§ **EXERCISE AIM**: Every line of the records that holds the word "shirt" should be copied.

====

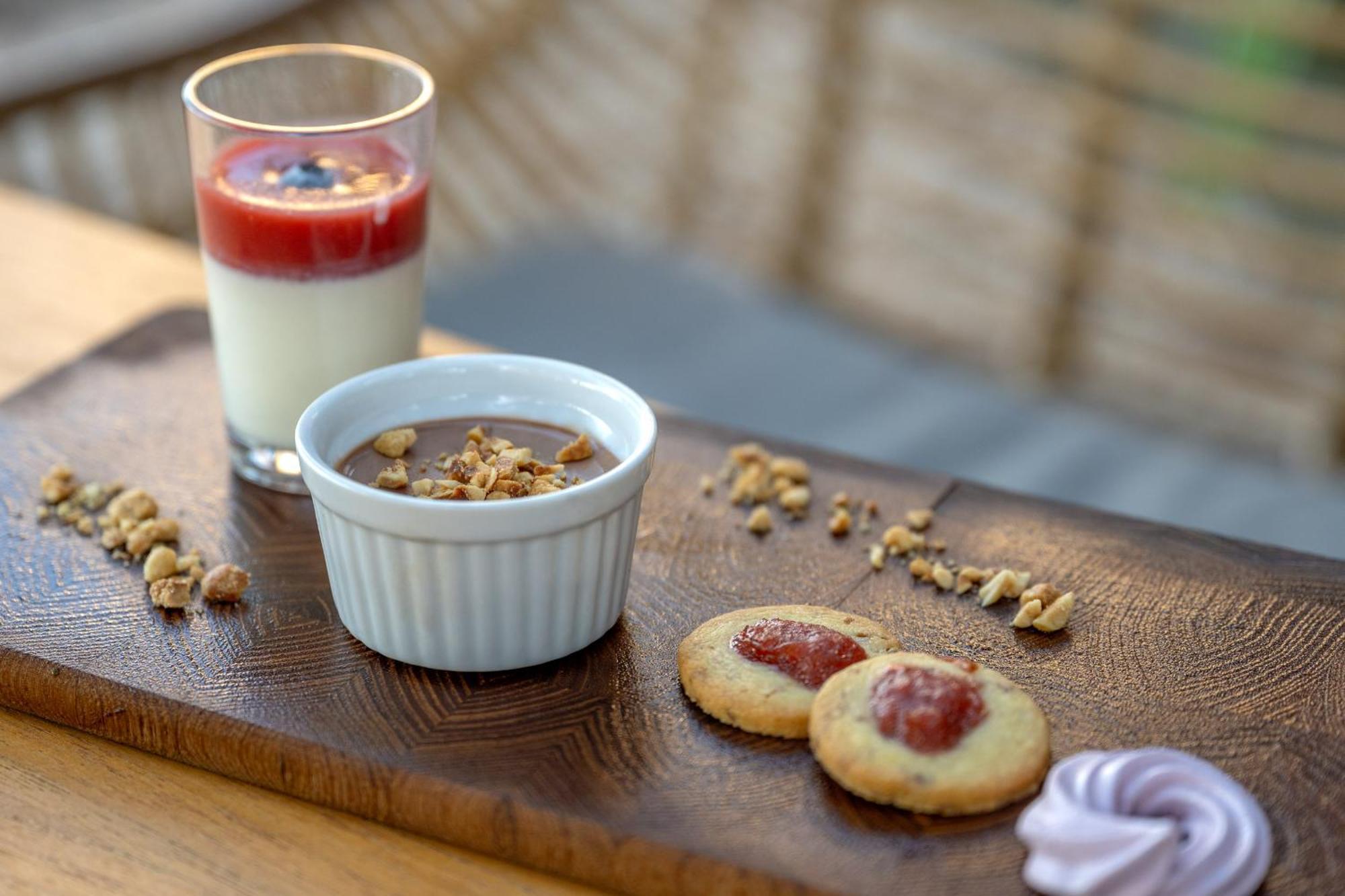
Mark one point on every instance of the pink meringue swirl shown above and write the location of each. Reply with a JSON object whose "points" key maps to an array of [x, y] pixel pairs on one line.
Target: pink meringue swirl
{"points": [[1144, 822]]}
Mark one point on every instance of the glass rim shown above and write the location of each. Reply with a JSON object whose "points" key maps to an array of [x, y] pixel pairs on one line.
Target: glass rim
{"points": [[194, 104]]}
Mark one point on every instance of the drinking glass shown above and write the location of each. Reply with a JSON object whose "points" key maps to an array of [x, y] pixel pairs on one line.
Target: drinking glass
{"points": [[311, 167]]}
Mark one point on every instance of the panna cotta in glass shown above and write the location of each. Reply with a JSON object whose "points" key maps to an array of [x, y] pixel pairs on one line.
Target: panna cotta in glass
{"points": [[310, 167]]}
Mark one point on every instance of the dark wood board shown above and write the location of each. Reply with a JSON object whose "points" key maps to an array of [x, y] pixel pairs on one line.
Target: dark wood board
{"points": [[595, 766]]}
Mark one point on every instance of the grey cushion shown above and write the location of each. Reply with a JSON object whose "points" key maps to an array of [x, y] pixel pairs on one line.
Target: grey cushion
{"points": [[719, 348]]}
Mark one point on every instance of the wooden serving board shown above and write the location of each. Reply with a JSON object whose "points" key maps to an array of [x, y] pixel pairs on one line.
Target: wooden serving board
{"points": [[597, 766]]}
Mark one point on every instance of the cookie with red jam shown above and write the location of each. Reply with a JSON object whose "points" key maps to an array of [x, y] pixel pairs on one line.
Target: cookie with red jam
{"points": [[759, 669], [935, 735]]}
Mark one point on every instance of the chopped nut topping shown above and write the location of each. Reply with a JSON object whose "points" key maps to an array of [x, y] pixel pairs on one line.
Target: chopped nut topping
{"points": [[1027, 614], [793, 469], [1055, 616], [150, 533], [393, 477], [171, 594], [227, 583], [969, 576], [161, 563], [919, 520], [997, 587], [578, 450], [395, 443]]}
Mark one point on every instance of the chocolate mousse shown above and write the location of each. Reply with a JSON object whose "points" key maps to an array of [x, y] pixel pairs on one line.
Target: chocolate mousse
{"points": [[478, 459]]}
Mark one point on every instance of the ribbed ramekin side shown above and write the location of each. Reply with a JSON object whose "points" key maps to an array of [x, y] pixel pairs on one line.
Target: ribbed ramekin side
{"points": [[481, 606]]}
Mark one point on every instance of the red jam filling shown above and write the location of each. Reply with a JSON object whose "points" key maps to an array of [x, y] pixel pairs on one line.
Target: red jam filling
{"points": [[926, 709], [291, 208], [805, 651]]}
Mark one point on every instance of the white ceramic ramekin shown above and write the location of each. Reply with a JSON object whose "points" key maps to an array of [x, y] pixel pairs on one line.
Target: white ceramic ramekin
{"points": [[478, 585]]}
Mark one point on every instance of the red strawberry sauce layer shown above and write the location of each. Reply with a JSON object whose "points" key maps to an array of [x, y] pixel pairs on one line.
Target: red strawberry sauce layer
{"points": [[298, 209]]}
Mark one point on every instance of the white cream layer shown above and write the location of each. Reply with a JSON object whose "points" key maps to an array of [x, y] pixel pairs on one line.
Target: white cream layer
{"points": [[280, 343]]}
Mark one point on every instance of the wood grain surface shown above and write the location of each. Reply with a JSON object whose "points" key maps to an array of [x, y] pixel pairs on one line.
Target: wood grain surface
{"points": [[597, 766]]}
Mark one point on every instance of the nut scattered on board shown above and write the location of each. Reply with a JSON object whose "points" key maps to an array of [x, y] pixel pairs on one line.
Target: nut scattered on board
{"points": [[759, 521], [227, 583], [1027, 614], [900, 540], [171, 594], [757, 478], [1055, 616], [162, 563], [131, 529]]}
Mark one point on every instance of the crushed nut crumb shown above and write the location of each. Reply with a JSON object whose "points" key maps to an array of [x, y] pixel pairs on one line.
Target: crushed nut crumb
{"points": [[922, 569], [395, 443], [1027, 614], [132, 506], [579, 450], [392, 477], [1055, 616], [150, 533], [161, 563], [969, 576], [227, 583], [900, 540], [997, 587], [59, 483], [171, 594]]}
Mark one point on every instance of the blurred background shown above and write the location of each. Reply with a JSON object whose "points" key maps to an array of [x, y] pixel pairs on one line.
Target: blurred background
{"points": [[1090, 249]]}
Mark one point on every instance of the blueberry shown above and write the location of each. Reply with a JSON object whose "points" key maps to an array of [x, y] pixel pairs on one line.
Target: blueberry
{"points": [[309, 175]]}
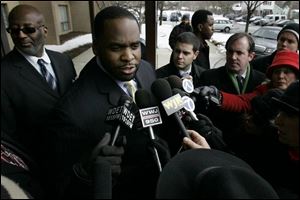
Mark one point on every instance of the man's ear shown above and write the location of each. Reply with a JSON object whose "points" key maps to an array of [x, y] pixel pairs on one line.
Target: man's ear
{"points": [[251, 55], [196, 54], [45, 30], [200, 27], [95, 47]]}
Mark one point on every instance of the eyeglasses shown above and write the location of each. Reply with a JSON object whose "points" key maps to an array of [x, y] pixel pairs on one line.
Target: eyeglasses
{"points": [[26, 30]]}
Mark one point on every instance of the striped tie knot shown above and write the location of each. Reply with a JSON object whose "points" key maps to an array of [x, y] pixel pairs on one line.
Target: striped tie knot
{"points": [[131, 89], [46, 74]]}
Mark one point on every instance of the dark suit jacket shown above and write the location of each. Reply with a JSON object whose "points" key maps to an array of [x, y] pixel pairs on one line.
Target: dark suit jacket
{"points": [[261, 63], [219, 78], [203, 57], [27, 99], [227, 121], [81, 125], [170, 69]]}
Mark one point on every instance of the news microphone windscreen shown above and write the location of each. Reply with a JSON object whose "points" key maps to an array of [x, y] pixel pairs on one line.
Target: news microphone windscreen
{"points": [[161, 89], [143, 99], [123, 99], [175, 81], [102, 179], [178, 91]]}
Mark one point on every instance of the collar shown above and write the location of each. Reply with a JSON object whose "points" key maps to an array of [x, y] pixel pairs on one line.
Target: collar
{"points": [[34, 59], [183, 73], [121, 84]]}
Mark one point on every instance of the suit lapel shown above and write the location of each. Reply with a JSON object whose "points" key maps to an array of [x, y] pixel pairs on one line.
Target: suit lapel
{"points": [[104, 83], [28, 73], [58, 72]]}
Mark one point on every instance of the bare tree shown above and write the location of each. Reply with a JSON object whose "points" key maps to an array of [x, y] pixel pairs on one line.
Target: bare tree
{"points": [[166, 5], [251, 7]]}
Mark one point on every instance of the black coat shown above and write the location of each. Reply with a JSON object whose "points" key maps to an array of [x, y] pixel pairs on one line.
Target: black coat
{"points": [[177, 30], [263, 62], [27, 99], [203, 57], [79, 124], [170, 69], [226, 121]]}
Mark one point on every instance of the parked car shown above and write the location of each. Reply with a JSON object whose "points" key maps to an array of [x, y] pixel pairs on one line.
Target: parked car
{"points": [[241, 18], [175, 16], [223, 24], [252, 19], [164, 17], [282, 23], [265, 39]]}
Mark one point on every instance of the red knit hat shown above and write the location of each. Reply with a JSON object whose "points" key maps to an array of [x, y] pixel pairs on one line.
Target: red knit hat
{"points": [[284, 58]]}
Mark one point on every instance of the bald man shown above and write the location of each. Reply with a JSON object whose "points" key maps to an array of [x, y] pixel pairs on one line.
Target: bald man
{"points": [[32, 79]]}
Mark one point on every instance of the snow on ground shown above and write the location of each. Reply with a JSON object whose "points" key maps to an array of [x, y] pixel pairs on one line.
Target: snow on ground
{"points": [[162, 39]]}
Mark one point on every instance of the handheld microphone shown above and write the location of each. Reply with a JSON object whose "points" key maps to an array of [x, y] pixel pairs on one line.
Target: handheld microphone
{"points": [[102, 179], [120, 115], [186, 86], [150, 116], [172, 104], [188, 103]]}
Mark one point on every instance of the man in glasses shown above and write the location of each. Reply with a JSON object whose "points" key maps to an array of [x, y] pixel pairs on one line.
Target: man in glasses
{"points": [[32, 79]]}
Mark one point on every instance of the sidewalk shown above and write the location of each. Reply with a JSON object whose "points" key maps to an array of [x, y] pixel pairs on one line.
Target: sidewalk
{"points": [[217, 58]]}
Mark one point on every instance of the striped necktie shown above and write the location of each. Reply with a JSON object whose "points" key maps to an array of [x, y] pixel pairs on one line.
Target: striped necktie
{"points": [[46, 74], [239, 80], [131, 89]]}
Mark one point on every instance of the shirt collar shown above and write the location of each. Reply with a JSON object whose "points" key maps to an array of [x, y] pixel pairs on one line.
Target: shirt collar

====

§ **ANSWER BOX**:
Mark one point on every instance of the shirt collar shown above and write the location of each. Reply with a JSON object whose "points" key maps to an array of [x, y] pixel pairs on one line.
Target: shirt collar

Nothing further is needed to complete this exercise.